- **GIVEN DATA**:
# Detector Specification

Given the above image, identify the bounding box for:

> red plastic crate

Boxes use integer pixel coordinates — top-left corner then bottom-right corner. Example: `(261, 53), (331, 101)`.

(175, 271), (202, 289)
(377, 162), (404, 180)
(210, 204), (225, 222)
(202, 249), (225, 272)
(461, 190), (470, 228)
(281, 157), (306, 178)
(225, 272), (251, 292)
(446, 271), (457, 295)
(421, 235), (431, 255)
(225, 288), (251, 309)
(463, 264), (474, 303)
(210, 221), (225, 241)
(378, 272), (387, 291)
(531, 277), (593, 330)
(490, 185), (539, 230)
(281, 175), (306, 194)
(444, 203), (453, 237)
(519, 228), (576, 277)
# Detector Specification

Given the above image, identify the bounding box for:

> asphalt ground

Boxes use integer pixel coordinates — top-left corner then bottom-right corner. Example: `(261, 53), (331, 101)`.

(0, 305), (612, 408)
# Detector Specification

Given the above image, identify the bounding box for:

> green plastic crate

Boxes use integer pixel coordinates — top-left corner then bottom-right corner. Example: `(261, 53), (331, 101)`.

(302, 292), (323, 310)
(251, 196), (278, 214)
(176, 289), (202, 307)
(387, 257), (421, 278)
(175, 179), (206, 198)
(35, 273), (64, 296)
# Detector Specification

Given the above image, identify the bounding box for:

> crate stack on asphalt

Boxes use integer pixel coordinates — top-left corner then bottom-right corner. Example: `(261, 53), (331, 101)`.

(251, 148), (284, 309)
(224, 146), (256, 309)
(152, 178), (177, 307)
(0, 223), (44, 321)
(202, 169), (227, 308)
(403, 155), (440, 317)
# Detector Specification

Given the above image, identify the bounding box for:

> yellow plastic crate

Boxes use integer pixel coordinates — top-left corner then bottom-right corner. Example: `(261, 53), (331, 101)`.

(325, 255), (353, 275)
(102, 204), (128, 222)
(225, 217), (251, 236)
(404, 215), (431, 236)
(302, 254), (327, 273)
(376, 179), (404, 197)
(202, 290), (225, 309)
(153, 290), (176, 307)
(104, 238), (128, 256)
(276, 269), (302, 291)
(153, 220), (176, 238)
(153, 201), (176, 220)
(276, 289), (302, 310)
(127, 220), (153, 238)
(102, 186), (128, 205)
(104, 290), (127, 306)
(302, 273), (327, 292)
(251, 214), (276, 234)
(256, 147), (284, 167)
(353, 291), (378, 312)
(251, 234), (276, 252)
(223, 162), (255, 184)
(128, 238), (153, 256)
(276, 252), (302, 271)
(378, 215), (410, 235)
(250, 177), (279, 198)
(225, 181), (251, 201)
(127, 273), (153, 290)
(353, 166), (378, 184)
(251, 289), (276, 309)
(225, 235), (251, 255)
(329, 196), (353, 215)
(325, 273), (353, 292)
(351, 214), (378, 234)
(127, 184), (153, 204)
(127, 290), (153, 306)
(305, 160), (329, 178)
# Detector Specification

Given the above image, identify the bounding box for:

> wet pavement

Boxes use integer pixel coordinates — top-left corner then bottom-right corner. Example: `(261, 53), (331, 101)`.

- **INSTRUCTIONS TO FOLLOW**: Copy out the material from its first line down to and including the line containing "(281, 175), (306, 194)".

- **RESPONSE TO THIS EXERCISE**:
# Detector Specification

Given the above image, identify the bounding box for:

> red plastic crate

Boxes use integer pixel coordinates — top-left corner then bottom-right corner. Example: `(261, 53), (331, 101)`.

(175, 271), (202, 289)
(377, 162), (404, 180)
(210, 204), (225, 222)
(202, 249), (225, 272)
(461, 190), (470, 228)
(281, 157), (306, 178)
(225, 272), (251, 292)
(446, 271), (457, 295)
(421, 235), (431, 255)
(225, 288), (251, 309)
(463, 264), (474, 303)
(210, 221), (225, 241)
(378, 272), (387, 291)
(531, 277), (593, 330)
(490, 185), (539, 230)
(281, 175), (306, 194)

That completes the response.